Text segment:

The Children's Museum of Indianapolis -- the largest children's museum in the

world! -- will add a fourth voice to its exhibit The Power of Children: Making a Difference, starting Sept. 18.


Malala Yousafzai, a Pakistani activist for female education, will be the fourth child in the exhibit, which will be the only permanent exhibit featuring Malala in the world. At 17, she became the youngest person ever to be awarded the Nobel Prize. She is known for human rights advocacy, especially the education of women and children in her home of Swat Valley in northwest Pakistan, where the local Taliban had at times banned girls from attending school.


The expanded portion of the exhibit will feature her life, the challenges she faced as she attempted to get an education and the positive impact she has had around the world. Her home in the Swat Valley of Pakistan will be re-created for the exhibit, which will present information about her life and show how she used the family computer to express her message of young girls' right to an education. It also will showcase other girls who stood up for the right to attend school.


Recommended for ages eight and older, the exhibit also features the stories of three extraordinary 20th-century children: Anne Frank, Ruby Bridges and Ryan White.

Anne Frank, who hid in an attic with her Jewish family during the Nazi occupation of Germany, wrote a diary of her experiences. The first-person account of the Holocaust, The Diary of Anne Frank, is often required reading in schools.

Ruby Bridges was a first-grade girl and among the first black students to integrate the white school system in New Orleans in 1960.


Ryan White was a teenage Hoosier who fought fear and misinformation about AIDS head-on in the 1980s. Ryan contracted AIDS through medication for his hemophilia and was expelled from his school due to his condition. His fight to be allowed to return to school and live a normal life made him famous around the world.

Records provided:
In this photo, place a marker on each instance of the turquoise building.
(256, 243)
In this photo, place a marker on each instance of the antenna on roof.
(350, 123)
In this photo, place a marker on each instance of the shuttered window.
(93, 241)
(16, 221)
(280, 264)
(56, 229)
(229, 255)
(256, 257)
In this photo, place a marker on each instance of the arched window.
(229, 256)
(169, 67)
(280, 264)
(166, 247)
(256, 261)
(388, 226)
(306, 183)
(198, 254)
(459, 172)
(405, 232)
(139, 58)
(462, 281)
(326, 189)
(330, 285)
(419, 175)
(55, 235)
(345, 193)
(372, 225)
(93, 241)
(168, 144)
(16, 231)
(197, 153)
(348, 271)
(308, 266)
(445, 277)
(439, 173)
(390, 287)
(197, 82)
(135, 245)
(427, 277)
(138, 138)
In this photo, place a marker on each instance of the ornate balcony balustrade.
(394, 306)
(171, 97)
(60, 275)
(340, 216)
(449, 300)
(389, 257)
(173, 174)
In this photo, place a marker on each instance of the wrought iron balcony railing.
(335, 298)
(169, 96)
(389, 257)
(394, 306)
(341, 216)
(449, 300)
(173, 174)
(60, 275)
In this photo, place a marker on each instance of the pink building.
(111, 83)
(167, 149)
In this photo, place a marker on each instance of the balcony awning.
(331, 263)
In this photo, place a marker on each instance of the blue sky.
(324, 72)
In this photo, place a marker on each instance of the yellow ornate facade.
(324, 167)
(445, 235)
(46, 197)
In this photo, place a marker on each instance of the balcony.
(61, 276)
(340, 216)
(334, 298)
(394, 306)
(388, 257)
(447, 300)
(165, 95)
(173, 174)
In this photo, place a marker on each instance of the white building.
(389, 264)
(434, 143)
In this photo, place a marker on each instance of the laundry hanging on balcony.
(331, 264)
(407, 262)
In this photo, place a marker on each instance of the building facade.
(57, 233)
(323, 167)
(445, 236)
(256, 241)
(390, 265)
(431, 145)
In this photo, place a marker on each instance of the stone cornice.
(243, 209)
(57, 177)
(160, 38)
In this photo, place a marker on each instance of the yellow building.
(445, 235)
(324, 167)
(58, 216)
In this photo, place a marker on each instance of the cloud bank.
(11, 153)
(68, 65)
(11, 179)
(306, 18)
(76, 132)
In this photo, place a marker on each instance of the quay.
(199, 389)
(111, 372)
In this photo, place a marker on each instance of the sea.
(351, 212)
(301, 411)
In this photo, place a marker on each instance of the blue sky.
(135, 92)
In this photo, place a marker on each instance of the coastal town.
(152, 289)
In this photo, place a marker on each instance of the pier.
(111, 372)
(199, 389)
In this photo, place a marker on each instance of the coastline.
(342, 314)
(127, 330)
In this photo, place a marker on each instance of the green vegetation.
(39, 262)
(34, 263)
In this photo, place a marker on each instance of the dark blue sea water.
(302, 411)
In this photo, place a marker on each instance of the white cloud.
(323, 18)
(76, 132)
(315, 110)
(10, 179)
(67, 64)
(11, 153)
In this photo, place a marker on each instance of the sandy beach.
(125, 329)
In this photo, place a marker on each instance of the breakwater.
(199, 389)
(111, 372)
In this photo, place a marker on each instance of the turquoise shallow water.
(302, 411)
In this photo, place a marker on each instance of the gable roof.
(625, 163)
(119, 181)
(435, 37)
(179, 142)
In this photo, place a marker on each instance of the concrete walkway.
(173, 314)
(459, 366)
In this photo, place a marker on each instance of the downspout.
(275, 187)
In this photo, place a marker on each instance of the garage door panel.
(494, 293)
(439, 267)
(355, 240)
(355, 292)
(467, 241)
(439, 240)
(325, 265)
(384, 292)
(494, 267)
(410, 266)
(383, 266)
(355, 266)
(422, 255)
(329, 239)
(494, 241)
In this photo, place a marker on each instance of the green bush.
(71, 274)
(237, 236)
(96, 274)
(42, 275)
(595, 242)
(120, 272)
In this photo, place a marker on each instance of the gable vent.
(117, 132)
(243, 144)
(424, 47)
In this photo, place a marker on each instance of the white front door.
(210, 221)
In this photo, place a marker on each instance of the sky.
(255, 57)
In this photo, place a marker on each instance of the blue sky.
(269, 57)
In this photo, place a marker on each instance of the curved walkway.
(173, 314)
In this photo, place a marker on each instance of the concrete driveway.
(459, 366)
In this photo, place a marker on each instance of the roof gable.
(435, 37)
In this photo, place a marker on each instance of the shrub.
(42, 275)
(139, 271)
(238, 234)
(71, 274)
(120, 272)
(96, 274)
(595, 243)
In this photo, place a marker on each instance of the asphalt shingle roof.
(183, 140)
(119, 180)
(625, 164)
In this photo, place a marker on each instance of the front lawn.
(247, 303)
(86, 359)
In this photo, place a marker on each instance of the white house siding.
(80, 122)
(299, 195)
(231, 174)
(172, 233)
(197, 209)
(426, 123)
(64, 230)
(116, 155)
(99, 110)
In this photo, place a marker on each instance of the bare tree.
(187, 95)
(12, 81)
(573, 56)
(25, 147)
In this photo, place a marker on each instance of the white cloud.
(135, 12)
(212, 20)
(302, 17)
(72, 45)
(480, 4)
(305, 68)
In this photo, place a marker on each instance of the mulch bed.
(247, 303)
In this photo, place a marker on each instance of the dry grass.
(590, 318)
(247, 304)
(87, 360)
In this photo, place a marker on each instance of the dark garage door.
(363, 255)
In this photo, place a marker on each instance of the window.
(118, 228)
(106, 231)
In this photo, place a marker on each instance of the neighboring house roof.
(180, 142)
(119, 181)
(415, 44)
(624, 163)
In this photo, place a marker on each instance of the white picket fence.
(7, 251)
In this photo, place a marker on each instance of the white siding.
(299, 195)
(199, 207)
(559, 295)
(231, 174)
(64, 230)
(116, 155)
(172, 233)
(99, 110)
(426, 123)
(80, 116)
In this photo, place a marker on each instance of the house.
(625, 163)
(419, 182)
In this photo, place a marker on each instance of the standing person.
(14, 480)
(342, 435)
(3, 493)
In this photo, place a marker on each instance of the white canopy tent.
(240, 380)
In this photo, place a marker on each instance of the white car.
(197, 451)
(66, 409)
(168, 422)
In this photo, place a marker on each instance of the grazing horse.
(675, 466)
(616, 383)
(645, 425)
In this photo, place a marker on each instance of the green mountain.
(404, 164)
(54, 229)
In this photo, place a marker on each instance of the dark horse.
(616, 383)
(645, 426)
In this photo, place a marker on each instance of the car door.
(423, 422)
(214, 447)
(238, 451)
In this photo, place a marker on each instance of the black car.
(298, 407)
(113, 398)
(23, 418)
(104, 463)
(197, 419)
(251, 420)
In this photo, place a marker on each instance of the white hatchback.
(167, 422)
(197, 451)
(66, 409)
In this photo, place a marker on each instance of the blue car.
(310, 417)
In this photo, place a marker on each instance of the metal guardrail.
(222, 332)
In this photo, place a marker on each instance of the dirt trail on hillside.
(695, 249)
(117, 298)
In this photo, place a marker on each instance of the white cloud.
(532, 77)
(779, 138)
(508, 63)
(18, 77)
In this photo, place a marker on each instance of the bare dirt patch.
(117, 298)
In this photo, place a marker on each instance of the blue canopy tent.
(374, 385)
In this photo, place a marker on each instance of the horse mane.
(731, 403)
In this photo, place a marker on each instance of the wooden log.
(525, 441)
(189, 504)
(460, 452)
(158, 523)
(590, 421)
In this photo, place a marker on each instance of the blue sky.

Work to be completed: Starting at the words "Recommended for ages" and stopping after "and Ryan White.", rewrite the museum exhibit passage with "remarkable" in place of "extraordinary".

Written response:
Recommended for ages eight and older, the exhibit also features the stories of three remarkable 20th-century children: Anne Frank, Ruby Bridges and Ryan White.